BRIEF: Convert everything in the listing below, from the line containing "the water, one line per instance." down to the line containing "Phrase: wet rock surface", into a numbered list with both of those lines included and blank lines dropped.

MATERIAL SHOWN:

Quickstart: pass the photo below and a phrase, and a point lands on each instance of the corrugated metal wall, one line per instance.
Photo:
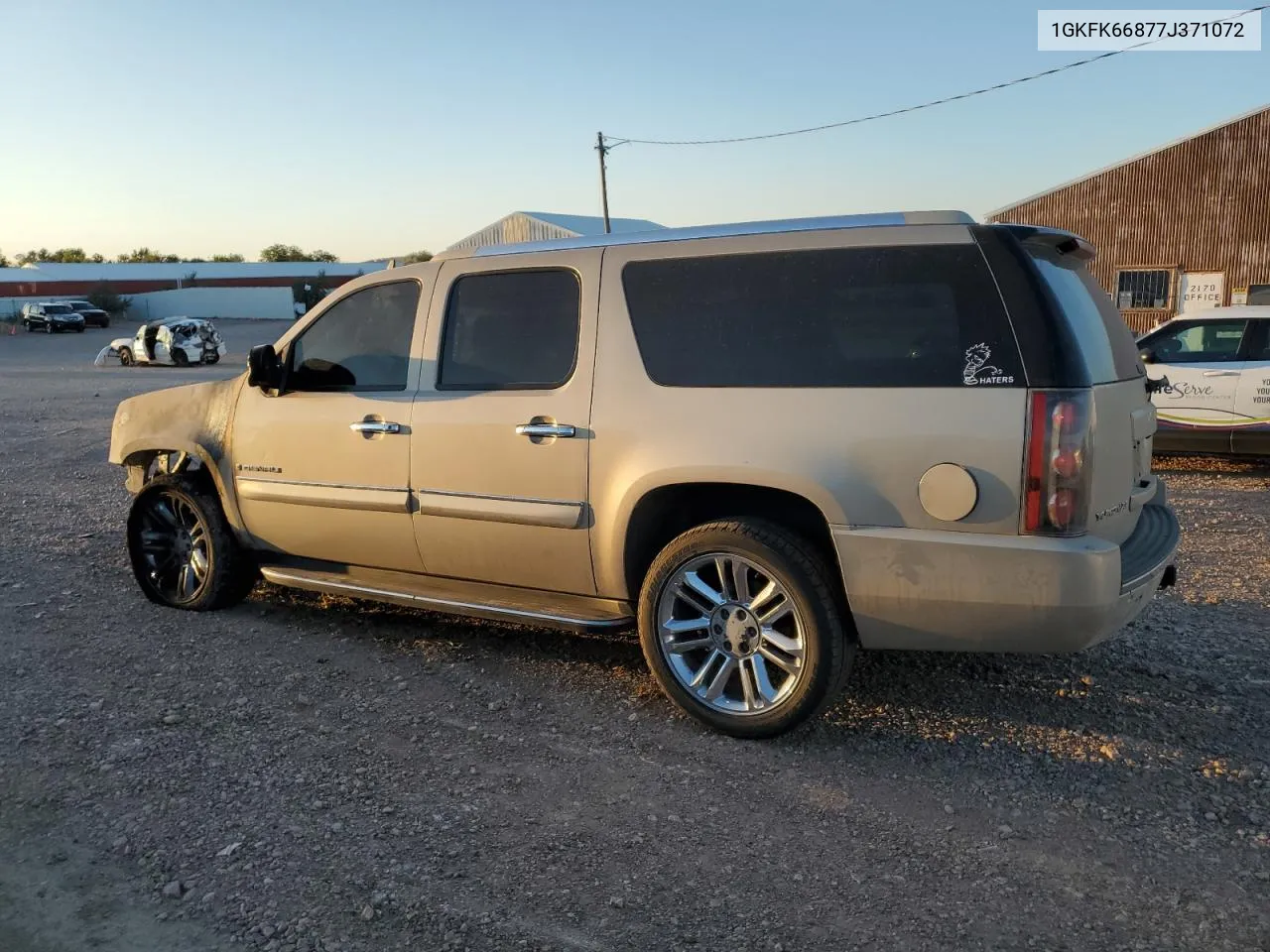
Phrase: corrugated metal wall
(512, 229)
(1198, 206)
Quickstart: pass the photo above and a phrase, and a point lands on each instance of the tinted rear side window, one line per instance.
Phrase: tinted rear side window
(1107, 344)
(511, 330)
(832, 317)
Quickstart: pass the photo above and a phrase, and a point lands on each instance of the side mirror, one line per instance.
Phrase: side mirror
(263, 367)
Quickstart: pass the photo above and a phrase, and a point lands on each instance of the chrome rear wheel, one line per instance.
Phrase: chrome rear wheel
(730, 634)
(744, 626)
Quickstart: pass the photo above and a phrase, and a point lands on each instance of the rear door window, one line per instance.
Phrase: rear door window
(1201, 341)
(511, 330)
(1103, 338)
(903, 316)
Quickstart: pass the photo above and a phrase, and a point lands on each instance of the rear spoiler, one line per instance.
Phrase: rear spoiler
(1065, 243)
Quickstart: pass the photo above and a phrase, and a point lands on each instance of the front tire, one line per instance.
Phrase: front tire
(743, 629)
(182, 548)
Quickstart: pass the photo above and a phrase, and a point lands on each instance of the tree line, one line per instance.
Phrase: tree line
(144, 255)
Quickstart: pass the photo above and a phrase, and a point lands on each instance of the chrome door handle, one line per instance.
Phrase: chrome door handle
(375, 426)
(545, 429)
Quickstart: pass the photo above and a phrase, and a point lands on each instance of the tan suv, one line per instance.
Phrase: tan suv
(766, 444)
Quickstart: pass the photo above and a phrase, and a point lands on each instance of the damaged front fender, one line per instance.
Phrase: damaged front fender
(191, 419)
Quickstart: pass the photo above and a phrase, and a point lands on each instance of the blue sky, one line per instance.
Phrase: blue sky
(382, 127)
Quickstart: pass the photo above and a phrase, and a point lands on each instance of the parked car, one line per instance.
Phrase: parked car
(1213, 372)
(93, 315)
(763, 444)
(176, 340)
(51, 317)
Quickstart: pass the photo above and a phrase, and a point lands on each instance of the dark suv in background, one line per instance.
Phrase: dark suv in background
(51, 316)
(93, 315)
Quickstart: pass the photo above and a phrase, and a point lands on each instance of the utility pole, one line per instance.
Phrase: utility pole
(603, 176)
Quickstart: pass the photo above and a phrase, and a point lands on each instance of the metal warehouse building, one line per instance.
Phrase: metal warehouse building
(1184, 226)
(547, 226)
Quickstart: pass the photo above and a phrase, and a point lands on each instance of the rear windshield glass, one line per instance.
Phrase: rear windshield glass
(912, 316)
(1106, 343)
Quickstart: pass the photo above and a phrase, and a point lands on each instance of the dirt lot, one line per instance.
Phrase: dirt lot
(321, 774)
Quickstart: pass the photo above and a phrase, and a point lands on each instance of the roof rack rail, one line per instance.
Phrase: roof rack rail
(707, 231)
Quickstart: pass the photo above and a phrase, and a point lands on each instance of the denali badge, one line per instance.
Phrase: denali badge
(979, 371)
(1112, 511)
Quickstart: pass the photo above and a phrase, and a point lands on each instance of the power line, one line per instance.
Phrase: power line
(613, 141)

--

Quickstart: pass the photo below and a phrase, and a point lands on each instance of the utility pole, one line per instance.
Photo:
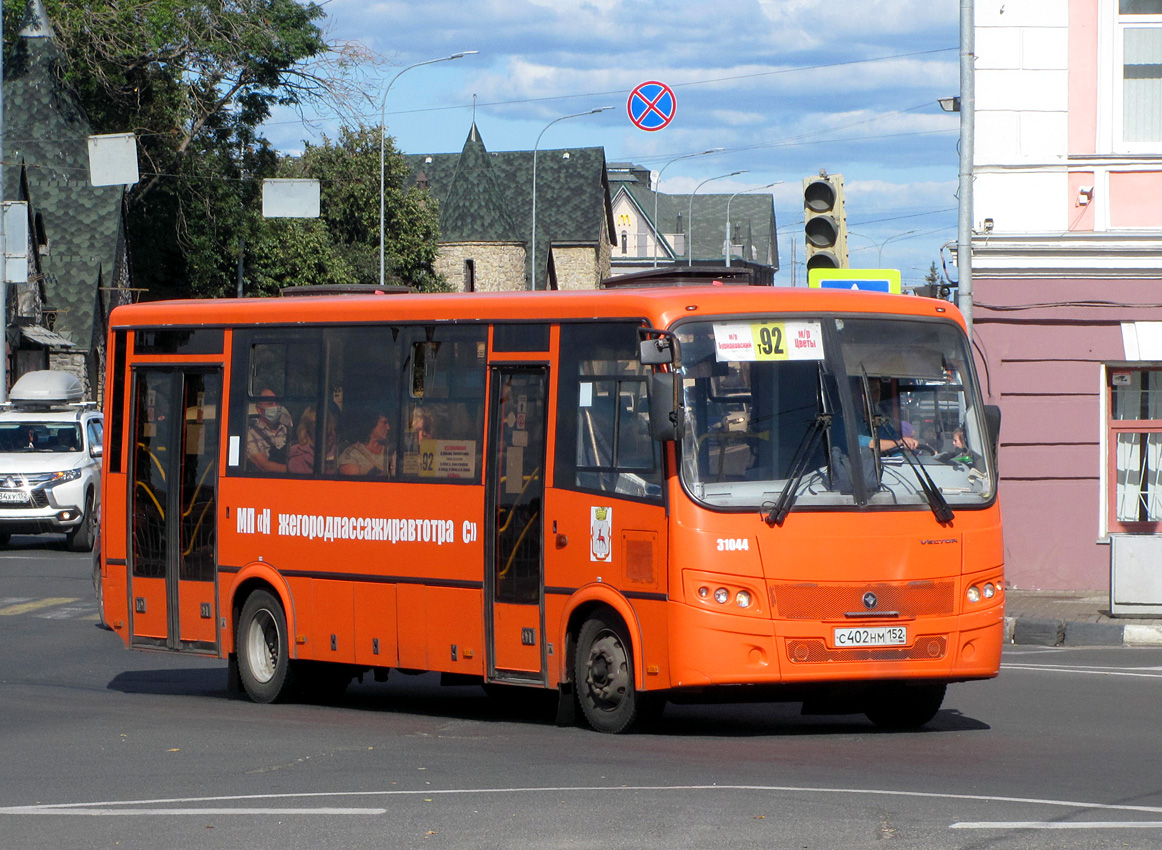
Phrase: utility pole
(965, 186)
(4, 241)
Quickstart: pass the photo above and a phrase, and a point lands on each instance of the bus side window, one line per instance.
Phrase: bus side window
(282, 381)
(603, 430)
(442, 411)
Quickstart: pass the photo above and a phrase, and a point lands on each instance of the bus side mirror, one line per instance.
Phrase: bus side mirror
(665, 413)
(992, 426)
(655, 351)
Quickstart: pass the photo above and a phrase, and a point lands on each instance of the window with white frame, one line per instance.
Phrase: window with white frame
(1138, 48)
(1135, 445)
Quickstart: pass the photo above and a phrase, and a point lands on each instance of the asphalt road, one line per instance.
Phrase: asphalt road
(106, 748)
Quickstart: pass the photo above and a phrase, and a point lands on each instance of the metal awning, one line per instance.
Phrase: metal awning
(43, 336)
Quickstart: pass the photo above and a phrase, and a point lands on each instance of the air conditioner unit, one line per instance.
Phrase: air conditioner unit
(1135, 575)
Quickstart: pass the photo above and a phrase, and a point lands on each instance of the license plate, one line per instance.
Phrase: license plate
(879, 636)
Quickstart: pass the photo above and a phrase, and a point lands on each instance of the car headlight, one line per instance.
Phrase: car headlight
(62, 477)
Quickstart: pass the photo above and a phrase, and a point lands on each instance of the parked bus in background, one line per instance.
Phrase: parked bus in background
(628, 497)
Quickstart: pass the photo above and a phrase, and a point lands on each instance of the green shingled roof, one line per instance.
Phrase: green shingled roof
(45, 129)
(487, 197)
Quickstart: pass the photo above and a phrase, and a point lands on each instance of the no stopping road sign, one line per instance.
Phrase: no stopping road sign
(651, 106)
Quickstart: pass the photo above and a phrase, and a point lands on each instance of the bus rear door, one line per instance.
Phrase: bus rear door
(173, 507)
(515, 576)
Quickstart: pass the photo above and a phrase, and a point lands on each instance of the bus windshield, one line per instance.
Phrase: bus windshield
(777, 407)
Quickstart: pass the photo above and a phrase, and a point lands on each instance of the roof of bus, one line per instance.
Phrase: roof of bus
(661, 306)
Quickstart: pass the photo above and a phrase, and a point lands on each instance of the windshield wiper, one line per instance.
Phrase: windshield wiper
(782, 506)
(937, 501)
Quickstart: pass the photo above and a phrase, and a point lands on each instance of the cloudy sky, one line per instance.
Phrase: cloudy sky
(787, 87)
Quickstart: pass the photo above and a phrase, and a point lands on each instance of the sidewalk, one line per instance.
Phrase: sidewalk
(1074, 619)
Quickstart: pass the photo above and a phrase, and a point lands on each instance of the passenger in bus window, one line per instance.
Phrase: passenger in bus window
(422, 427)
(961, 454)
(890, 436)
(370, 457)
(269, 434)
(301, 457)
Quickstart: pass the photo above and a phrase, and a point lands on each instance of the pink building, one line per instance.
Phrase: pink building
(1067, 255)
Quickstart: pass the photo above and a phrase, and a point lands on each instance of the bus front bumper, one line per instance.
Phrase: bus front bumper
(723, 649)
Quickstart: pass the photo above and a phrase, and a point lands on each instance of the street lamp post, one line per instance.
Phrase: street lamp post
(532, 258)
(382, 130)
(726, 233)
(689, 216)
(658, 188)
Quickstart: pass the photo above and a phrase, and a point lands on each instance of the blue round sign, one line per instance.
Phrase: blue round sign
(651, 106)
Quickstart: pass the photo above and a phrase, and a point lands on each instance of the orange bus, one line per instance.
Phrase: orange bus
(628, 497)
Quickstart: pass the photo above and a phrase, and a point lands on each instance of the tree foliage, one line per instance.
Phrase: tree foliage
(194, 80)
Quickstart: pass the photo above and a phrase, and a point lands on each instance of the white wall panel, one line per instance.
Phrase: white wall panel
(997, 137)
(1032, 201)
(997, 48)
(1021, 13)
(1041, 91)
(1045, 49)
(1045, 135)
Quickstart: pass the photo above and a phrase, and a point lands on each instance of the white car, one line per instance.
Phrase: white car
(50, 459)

---

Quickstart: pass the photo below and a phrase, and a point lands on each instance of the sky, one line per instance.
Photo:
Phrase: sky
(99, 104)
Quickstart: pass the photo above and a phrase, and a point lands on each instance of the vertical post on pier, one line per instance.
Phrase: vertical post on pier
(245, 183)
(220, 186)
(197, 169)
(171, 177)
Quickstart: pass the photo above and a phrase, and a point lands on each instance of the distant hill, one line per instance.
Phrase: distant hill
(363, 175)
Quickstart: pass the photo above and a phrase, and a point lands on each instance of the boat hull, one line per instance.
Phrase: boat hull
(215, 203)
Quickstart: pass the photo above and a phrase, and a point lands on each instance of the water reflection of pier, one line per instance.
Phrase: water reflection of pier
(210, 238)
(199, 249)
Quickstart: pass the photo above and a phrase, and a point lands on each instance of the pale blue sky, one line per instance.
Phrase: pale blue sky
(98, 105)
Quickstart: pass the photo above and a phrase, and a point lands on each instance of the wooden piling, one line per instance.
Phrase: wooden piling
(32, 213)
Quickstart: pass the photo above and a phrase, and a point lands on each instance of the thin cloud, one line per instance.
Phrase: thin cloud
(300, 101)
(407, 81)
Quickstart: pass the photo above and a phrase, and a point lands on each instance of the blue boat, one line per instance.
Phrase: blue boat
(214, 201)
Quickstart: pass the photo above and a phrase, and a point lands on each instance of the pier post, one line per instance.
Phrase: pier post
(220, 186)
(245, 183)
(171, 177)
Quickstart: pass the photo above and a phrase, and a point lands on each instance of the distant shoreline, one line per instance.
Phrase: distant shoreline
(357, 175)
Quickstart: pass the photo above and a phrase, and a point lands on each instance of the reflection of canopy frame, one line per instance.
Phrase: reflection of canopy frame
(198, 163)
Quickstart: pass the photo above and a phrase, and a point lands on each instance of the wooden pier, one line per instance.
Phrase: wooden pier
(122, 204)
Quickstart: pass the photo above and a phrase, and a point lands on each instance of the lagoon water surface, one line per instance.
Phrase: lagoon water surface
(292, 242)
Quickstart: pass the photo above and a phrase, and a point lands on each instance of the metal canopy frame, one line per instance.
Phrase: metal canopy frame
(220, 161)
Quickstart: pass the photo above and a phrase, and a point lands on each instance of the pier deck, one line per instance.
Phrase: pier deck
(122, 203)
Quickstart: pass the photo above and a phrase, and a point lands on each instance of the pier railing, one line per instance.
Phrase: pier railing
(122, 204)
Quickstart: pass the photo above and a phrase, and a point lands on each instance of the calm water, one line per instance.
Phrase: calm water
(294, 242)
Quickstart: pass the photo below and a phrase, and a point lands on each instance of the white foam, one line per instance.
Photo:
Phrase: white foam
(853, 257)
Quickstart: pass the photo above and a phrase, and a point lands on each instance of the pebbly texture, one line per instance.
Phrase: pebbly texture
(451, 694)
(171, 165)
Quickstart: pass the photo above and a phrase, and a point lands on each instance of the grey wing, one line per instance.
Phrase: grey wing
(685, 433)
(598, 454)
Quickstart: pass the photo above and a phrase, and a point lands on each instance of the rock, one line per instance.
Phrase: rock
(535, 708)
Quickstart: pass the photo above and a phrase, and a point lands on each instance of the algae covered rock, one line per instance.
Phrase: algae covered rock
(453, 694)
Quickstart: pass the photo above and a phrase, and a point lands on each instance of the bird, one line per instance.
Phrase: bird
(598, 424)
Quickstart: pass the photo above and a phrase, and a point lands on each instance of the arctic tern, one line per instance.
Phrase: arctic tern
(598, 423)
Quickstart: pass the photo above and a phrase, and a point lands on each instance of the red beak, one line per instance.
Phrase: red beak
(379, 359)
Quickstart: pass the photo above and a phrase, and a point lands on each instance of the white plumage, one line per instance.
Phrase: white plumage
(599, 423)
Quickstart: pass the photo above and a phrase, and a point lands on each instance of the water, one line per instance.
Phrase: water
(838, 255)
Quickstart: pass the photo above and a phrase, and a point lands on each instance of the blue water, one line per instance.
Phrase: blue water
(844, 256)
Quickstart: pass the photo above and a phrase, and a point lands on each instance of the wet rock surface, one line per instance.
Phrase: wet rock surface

ANSWER FOR THE TASK:
1. Quickstart: pass the photo above and a phrase, and a point lands on each instance of the water, one line per instance.
2. Phrase: water
3. (838, 255)
4. Quickstart: pass the photo above and a phrase, and a point lands on each instance of the blue water, one line per instance.
5. Phrase: blue water
6. (844, 256)
7. Quickstart: pass the photo above and a phrase, and a point lands on each instance of the wet rock surface, one line per instance.
8. Phrase: wet rock surface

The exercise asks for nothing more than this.